>> begin
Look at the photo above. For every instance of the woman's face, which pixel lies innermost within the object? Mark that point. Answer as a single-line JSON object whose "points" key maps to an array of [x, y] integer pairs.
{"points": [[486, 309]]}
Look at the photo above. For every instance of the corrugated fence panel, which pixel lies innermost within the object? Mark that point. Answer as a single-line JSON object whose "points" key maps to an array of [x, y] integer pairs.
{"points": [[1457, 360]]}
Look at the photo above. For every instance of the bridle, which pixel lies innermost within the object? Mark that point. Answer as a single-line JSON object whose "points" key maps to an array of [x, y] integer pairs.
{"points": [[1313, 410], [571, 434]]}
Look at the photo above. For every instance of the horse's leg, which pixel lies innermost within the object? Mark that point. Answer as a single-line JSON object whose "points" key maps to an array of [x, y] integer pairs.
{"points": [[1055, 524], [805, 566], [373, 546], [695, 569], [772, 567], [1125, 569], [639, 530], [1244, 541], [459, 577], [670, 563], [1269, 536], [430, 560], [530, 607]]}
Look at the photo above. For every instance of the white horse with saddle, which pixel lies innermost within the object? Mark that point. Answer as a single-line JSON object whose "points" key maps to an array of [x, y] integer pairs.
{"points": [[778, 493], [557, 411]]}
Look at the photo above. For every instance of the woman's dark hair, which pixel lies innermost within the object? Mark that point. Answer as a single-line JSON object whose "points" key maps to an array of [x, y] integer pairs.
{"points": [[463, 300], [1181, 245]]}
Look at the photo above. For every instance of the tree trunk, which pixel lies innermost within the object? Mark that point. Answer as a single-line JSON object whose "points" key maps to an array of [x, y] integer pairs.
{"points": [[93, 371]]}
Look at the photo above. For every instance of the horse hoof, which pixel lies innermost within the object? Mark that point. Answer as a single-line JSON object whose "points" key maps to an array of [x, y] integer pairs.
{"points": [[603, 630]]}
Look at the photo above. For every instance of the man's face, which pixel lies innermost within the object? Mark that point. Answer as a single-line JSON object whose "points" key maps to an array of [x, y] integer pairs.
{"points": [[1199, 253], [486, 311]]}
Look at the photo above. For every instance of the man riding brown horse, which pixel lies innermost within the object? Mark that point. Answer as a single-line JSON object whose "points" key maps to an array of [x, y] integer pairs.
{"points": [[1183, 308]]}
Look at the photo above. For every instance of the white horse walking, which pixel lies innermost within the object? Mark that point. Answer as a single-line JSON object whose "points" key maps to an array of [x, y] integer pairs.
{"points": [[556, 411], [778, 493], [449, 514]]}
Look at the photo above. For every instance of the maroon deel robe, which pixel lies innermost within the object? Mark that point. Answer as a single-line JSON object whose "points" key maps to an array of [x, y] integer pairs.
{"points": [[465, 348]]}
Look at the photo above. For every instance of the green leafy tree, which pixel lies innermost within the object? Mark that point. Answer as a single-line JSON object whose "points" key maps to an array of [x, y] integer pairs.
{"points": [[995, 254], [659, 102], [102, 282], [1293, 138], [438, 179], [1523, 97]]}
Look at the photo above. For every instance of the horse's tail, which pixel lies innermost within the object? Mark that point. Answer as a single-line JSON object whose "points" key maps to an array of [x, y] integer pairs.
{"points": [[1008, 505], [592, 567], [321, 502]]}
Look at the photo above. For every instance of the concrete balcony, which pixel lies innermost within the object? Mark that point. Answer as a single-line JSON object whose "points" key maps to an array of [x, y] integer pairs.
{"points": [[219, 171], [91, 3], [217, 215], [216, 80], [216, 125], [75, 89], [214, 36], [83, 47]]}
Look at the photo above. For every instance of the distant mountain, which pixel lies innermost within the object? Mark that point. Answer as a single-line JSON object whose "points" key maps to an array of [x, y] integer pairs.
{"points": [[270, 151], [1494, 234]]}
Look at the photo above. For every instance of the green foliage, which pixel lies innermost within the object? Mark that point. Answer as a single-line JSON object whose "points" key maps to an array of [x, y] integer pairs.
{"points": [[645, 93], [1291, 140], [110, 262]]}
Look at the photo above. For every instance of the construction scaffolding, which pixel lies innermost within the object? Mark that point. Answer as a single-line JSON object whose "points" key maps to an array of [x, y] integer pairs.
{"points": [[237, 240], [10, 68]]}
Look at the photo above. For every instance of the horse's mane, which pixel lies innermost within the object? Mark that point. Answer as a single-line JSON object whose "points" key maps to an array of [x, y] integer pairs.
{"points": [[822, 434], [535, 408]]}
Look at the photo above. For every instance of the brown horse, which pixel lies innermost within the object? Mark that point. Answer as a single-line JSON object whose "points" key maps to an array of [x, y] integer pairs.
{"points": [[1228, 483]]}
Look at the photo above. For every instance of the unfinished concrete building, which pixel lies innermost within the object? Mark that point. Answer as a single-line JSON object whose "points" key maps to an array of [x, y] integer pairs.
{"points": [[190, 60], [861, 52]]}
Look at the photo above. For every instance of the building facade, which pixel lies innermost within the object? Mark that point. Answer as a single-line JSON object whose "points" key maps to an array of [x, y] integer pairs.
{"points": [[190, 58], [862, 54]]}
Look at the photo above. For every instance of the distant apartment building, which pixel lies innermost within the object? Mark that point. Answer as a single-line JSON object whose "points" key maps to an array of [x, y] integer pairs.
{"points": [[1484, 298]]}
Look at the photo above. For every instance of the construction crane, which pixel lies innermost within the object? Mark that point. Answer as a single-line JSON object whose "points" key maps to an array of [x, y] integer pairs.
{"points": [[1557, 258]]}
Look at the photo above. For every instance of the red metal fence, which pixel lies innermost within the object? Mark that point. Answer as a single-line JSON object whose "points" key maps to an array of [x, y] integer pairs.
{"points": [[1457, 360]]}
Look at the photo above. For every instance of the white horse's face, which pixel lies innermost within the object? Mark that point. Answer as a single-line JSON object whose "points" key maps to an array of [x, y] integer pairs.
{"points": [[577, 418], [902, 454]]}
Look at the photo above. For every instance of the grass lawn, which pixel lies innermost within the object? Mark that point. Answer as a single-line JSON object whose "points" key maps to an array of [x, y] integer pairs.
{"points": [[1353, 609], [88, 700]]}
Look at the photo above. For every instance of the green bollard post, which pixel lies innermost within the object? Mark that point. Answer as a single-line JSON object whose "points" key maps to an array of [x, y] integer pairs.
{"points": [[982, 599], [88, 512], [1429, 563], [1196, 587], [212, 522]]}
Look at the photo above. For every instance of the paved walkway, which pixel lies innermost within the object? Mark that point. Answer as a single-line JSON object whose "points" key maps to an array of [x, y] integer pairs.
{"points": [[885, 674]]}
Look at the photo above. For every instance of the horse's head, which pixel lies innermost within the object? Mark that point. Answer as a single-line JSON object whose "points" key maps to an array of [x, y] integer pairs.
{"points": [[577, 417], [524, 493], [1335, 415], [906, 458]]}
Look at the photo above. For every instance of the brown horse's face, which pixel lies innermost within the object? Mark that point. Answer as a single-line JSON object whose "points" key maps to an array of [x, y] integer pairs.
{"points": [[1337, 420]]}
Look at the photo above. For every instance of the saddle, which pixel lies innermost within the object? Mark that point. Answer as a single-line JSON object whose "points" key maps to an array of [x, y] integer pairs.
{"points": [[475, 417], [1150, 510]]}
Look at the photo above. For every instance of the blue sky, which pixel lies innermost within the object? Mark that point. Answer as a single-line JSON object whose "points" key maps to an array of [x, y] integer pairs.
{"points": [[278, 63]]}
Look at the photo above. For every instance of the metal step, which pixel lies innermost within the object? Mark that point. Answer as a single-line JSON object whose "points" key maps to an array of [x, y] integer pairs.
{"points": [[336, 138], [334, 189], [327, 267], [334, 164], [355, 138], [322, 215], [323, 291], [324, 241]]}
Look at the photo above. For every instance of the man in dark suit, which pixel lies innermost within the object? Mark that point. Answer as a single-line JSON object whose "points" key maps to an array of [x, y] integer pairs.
>> end
Please format all of the data above as a numbered list, one line per entry, with blank lines left out.

Response to this exercise »
1. Look at the photo above. For every instance of the woman's face, which pixel lies innermost within the object? Mark that point. Answer as a single-line JSON object whose "points" key maps to an array of [x, y] integer pairs.
2. {"points": [[486, 309]]}
3. Look at the photo above. For every instance of the corrugated fence panel, which pixel lies innermost within the object? Mark that point. Answer as a single-line JSON object whose "points" key maps to an array of [x, y] integer pairs.
4. {"points": [[1457, 360]]}
5. Look at the photo above. For every instance of the bridle, which pixel lies innermost within the object? Mark that point. Answer as a single-line JSON object whose "points" key maps to an array of [x, y] integer pairs.
6. {"points": [[1313, 410], [571, 434]]}
7. Look at the photo above. For every instance of the horse's leg, which pixel lies innermost within the object? Mark that point. Answer as a single-line JSON object whose "points" key maps to an array of [x, y] integer pairs.
8. {"points": [[1055, 524], [805, 566], [373, 546], [695, 569], [772, 567], [1125, 569], [639, 530], [1244, 541], [459, 577], [670, 563], [1269, 536], [430, 560], [530, 607]]}
9. Look at the photo above. For every instance of the white horse with saddle, which pixel lies innermost within the object? Mark that point. Answer as a single-line JSON object whose "points" key maps to an array of [x, y] integer pairs.
10. {"points": [[778, 493], [557, 411]]}
11. Look at the photo above. For every instance of the woman's dark hair, which pixel lies innermost within the object? Mark that point. Answer as a single-line JSON object whose "points" key maps to an array of [x, y] integer pairs.
12. {"points": [[463, 300], [1181, 245]]}
13. Look at the photo above. For every instance of the tree trunk, which pixel lies innermost within the object? Mark that point. Answer as a single-line JSON object whose "points" key maps to an array of [x, y] integer pairs.
14. {"points": [[93, 371]]}
15. Look at the photo above. For every instance of the horse hoof, which pixel lies innermost within the object? Mark that point. Answer as a single-line JSON object whose "points" key maps to an array of [x, y] integer pairs.
16. {"points": [[603, 630]]}
17. Look at the photo above. For every instance of the man's face, which pixel lies innermost within the object? Mark that point. Answer as a single-line JSON object whose "points" key maps to an array of [x, y] integer pairs.
18. {"points": [[1199, 253], [486, 311]]}
19. Look at the photo above. For every instance of the man riding brown horse, which pixel lies innermost within the object? Mark that point. Answer as a single-line JSON object whose "points" key maps to an array of [x, y] integer pairs.
20. {"points": [[1183, 308]]}
21. Look at the photo above. For every instance of the white horse walking, which pixel lies innermost within the object? Mark that point. Answer as a single-line JSON object whose "points" key maps to an array of [x, y] integer pairs.
22. {"points": [[556, 411], [778, 493], [449, 514]]}
23. Look at the photo above. For every instance of the maroon deel robe, which pixel lies innermost within the object? Mark that point. Answer as a single-line JSON object whose "points" key maps to an array of [x, y] integer pairs.
24. {"points": [[465, 348]]}
25. Look at the photo above. For every instance of the green leafy tree, which pixel lies innermost within the object? Mark that point. Answer as a single-line JSON object whose "points" key maps to an array of [x, y] integer pairs.
26. {"points": [[995, 254], [659, 102], [102, 282], [1293, 138], [438, 179], [1523, 97]]}
27. Look at the photo above. For every instance of the horse's tail, which pixel lies innermost within the object? Mark that point. Answer as a single-line JSON object whose "points" key maps to an array of [x, y] integer pairs.
28. {"points": [[1008, 505], [592, 567], [321, 502]]}
29. Look at the photo above. For every instance of the concrete balcony, which pixel lies innermost within the object? Mark that point. Answer as a single-line JSON object whose "points" key maps to an array of [x, y] integer pairs.
30. {"points": [[219, 171], [91, 3], [217, 215], [216, 80], [216, 125], [75, 89], [214, 36], [83, 47]]}
31. Look at the photo above. For every instance of the distant mountain, which pixel lies innermost within the object? Mark that point. Answer as a single-line JSON object whose "points" key maps to an array of [x, y] integer pairs.
32. {"points": [[270, 151], [1494, 234]]}
33. Look at the photo above. For every instance of the green foliage, which pixel lies innermost within the object? Mark that point. Answer as a single-line JSON object whose "points" key maps to an array of [x, y] integer pairs.
34. {"points": [[645, 93], [1291, 140], [110, 262]]}
35. Look at the photo above. For every instance of the construction scaffolding, which pixel lies innermost within the object? Mark that point. Answer as a single-line JSON object whose "points" key maps to an array of [x, y] integer pairs.
36. {"points": [[237, 240], [10, 68]]}
37. Look at the photo above. For every instance of the horse's mane, which pixel lies innermost within the object? Mark that point. Answer as a single-line JSON object whose "points" key maps to an array of [x, y] integer pairs.
38. {"points": [[822, 434], [535, 408]]}
39. Look at the photo above. For every instance of the brown horse, which pixel lies innermost within the object? Mark that point. Answer as a single-line JSON object whose "points" key maps to an array of [x, y] integer pairs.
40. {"points": [[1228, 483]]}
41. Look at the photo above. For every instance of the unfinished concrete building, which pixel lies innermost within the object? Mark that point. Answer as a single-line JSON object whose "points" key maps to an array of [x, y] integer pairs.
42. {"points": [[190, 60], [861, 52]]}
43. Look at the photo above. For every instance of the building facade, which pixel lies innermost within the object? Mark that point. Answer as a single-line JSON object whose "points" key maps to an array of [x, y] integer pairs.
44. {"points": [[190, 58], [862, 54]]}
45. Look at the photo above. For every instance of the distant apartment building, which pixel lies innermost within the object? Mark that point. Answer as a single-line JSON object whose "points" key maps to an array of [x, y] integer pairs.
46. {"points": [[1484, 298]]}
47. Look at the photo above. For every instance of the construction crane, which pixel lies innermost within the object? Mark that point. Answer as a single-line JSON object whose "points" key maps to an array of [x, y] integer pairs.
48. {"points": [[1557, 258]]}
49. Look at the photo above. For every instance of the red metal fence, which pixel lies innermost within the object? Mark that point. Answer as a single-line JSON object whose "points" key maps to an array of [x, y] integer pairs.
50. {"points": [[1457, 360]]}
51. Look at the photo above. For every instance of the white horse's face, which pixel lies innermost within the object? Mark that point. Answer as a single-line JSON object whose "points" key maps to an array of [x, y] integer pairs.
52. {"points": [[577, 418], [902, 454]]}
53. Look at the photo above. For every instance of the grass lawn, which pixel lies innermost within the object? Mark that point. Answer as a single-line JSON object whose "points" key maps to an array of [x, y] integer pairs.
54. {"points": [[1353, 609], [88, 700]]}
55. Look at the photo above. For every instance of the green bollard post, which pixel lies innermost within the object? Mark that point. Answer as a single-line JSON object whose "points" key maps to an array of [x, y] integer pairs.
56. {"points": [[982, 599], [88, 512], [1429, 563], [1196, 587], [212, 522]]}
57. Look at the photo above. For every instance of the paved walkway, which pixel lies innermost within the object? Mark that point. Answer as a single-line JSON object whose "points" key maps to an array of [x, y] integer pairs.
58. {"points": [[885, 674]]}
59. Look at the photo above. For every instance of the horse's head, which pixel lies innermost within the object? Mark that point. Answer as a single-line JSON object whose "points" key maps to an array of [x, y] integer pairs.
60. {"points": [[577, 417], [524, 493], [1335, 415], [906, 458]]}
61. Look at the photo above. For every instance of the brown horse's face, which pixel lies innermost within the object? Mark that point. Answer as a single-line JSON object whose "points" key maps to an array of [x, y] integer pairs.
62. {"points": [[1337, 420]]}
63. Look at the photo above. For every instance of the saddle, which pixel lies innermost within the object? Mark that point. Answer as a single-line JSON object whose "points" key maps to an array of [x, y] integer pairs.
64. {"points": [[475, 417], [1150, 510]]}
65. Look at the photo above. For every instance of the blue sky, which pixel lies innermost within the object? Mark that point. Answer as a single-line JSON object whose "points" key maps to an array of [x, y] integer pairs.
66. {"points": [[278, 63]]}
67. Look at the photo above. For every instance of the metal step, which pixel lies innermost within the object? Mark that point. Answer as a single-line JSON object whose "points" key maps to an array of [x, y] integer pairs.
68. {"points": [[336, 138], [334, 189], [327, 267], [334, 164], [355, 138], [322, 215], [323, 291], [324, 241]]}
69. Look at the photo above. For every instance of the man in dark suit, which pixel lies innermost within the object? Mark that point. Answer as a single-line JSON object whose "points" key maps to an array of [x, y] integer pairs.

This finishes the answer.